[start Text excerpt]

Author Ladislas Farago informs the reader of Patton's ancestry, beginning with his immigrant ancestor who, presumably, left Scotland to avoid debtors, justice, or both. He continues with the Congressman and series of generals, including ones who died in the Revolution and Civil War, in Patton's line. He brings us to the subject who, he tells us, grew up on a ranch in California, where he made the acquaintance of Rudyard Kipling and John S. Mosby.

Patton's own tale is larger than life. His days at VMI and West Point are mentioned, but they are not the focus of the story. The focus is Patton's active duty career. He saw action with Pershing in Mexico and World War I, where he was introduced into the world of armored warfare.

This book enables the reader to understand the crucial role which Patton, in cooperation with Eisenhower and others, played in bringing tanks into the American arsenal. Having taken command of the tank corps in World War I, he tested its potentials. Between the wars he maintained his research into armor, preparing for the day when the U.S. Army would embrace the weapon.

Throughout this work, Patton is shown as a leader whose dash and unconventional behavior is the key to his notoriety and success. In his first tank action, at St. Mihiel, Patton incurred the wrath of his superiors by extending his attack far beyond its expectations in a spectacular, but undisciplined advance. His performance in the 1941 maneuvers in Tennessee would lead to instructions for the famous Louisiana maneuvers later that year to "Not let Patton run wild again." Despite the efforts of the judges to restrain him, he did "run wild", ending each part of the Louisiana maneuvers prematurely.

Patton's high point was, of course, World War II. He entered it as field commander of the first major American force to see action in the war, the Western Task Force in the invasion of French North Africa, Operation Torch. This was an operation of diplomacy, not one of dash and maneuver. Predictably, Patton's performance was less impressive than later efforts would be. It was not until he was advanced to command of II Corps, after the disaster at Kasserine, that Patton's emphasis on training and spirit would begin to yield the results for which he became famous.

[end Text excerpt]
[start Data section]

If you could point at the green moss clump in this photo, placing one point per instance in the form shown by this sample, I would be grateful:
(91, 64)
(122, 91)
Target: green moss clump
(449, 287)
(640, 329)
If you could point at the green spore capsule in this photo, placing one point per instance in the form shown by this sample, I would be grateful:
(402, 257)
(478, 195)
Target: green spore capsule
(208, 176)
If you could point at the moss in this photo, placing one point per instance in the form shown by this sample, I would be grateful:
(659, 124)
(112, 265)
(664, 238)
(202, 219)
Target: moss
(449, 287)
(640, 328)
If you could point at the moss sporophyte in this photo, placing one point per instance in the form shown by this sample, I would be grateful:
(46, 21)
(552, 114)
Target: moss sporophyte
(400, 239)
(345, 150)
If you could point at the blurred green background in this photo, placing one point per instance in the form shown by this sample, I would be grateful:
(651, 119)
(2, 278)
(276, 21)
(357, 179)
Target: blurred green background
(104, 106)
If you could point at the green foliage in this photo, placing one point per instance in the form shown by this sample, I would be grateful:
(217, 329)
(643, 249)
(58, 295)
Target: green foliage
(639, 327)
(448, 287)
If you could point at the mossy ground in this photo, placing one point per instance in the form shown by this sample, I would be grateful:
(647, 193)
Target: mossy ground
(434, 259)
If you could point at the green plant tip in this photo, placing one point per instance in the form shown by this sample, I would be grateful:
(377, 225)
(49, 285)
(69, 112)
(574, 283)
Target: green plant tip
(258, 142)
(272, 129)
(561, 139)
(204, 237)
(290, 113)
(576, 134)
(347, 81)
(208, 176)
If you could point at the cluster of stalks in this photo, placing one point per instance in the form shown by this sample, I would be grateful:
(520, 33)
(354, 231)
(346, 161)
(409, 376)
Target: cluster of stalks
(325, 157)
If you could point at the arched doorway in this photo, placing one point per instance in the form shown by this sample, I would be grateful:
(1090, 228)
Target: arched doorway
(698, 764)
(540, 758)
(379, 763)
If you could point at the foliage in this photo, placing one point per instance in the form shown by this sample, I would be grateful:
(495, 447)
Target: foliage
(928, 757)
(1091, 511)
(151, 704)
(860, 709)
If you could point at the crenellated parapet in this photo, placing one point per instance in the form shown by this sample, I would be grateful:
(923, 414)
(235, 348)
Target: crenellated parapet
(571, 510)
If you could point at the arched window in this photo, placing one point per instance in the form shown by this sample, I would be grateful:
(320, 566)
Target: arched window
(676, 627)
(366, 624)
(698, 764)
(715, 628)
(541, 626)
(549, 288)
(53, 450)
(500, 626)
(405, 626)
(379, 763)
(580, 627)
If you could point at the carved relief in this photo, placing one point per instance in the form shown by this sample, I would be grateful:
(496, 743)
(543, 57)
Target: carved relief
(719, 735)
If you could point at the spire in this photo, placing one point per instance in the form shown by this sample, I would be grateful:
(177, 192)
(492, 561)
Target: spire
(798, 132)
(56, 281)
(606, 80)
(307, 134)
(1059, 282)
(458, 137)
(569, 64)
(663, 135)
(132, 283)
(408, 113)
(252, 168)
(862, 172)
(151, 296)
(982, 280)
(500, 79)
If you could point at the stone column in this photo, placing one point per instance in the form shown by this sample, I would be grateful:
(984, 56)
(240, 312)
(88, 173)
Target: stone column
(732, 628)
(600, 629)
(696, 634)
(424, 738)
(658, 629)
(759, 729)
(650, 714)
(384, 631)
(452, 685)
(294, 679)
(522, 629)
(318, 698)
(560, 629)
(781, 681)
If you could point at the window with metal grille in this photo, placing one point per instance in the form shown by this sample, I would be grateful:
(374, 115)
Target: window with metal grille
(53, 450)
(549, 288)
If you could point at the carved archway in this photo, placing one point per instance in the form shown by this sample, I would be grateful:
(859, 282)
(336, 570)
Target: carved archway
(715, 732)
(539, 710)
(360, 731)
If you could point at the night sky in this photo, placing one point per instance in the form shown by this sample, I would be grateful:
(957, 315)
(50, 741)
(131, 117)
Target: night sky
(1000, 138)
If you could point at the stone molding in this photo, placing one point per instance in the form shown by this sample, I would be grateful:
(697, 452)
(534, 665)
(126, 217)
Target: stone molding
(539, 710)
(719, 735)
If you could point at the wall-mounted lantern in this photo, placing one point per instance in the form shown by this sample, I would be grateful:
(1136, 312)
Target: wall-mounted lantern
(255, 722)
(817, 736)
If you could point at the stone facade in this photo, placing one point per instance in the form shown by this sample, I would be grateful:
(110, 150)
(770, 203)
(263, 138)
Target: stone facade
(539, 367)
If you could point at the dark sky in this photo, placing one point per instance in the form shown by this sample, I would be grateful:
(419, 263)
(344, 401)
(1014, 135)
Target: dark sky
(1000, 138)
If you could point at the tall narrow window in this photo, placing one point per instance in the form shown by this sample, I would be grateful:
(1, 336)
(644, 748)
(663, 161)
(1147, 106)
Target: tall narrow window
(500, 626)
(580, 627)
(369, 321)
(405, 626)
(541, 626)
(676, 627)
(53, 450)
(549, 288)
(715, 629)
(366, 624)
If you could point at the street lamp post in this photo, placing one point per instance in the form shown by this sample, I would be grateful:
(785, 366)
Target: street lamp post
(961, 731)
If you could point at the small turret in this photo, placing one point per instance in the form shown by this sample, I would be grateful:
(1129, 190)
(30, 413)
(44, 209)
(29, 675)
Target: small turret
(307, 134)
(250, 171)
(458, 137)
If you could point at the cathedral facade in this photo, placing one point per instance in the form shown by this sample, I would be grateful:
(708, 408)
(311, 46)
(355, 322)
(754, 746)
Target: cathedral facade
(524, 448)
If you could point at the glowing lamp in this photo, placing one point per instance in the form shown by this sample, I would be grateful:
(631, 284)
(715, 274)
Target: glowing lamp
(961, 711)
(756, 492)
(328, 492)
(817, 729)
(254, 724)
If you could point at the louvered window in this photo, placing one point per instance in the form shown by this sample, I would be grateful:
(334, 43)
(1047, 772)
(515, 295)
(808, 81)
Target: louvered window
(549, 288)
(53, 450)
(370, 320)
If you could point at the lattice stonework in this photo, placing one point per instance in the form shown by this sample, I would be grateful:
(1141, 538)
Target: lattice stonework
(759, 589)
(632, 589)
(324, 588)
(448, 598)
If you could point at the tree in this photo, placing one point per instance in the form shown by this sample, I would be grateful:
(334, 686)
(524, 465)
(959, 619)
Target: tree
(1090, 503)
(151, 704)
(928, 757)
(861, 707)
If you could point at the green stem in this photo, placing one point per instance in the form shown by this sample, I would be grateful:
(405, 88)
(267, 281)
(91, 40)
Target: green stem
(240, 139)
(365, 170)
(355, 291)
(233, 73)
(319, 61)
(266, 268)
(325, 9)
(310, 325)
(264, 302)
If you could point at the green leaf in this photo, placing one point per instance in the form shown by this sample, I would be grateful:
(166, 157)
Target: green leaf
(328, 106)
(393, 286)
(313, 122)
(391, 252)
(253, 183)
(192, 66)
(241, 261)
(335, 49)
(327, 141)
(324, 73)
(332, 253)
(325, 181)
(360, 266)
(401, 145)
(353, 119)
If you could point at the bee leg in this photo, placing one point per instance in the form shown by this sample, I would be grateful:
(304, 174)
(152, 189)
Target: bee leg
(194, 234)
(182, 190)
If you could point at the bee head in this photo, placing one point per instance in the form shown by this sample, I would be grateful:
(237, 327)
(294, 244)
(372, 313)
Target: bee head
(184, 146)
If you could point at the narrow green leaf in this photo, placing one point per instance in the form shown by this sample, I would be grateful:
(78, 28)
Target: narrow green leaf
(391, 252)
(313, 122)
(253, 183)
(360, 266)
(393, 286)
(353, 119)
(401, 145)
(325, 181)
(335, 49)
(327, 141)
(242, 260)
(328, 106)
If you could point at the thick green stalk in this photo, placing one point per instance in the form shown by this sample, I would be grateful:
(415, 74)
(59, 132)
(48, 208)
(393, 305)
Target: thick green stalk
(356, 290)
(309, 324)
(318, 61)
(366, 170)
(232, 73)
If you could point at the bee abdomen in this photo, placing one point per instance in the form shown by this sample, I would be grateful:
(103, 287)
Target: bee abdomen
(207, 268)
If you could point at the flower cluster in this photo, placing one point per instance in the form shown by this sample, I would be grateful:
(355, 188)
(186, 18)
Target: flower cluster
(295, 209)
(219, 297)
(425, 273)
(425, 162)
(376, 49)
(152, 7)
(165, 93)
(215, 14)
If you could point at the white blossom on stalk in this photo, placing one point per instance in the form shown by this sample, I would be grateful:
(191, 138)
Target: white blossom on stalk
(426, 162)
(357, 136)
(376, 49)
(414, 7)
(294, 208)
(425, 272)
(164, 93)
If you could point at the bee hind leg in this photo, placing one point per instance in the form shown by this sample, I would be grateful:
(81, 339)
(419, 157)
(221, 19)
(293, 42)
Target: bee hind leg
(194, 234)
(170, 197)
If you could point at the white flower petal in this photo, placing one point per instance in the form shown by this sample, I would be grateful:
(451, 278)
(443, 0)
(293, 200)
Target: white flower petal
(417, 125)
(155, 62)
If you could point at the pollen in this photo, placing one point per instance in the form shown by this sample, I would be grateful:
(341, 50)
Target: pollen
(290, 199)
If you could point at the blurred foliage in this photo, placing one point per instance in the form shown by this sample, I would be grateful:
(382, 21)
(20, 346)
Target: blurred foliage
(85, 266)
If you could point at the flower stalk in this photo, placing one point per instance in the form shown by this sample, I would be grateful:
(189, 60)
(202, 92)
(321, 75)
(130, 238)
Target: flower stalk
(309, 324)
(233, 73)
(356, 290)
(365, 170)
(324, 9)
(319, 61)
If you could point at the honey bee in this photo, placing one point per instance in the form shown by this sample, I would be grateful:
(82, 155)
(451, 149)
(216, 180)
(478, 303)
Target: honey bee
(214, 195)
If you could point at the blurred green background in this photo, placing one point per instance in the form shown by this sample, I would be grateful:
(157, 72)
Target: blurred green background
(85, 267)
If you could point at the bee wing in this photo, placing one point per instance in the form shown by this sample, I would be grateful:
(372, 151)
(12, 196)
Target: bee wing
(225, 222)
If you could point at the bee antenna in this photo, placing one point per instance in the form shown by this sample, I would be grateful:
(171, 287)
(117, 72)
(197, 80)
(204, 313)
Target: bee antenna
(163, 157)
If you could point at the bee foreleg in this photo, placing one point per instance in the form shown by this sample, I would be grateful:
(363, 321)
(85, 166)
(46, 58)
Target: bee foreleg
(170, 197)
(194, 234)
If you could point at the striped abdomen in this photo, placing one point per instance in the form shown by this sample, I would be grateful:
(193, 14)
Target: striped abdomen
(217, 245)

[end Data section]

**Exercise instructions:**
1/ Name every person mentioned by name in the Patton book review.
2/ Return each line of the data entries that contains the string "metal".
The text and the data entries were taken from unrelated sources.

**Exercise responses:**
1/ Ladislas Farago, Patton, Rudyard Kipling, John S. Mosby, Pershing, Eisenhower

2/
If you could point at the window with metal grille in this photo, placing one point per instance in the form shown by this sample, I would be grateful:
Target: window with metal grille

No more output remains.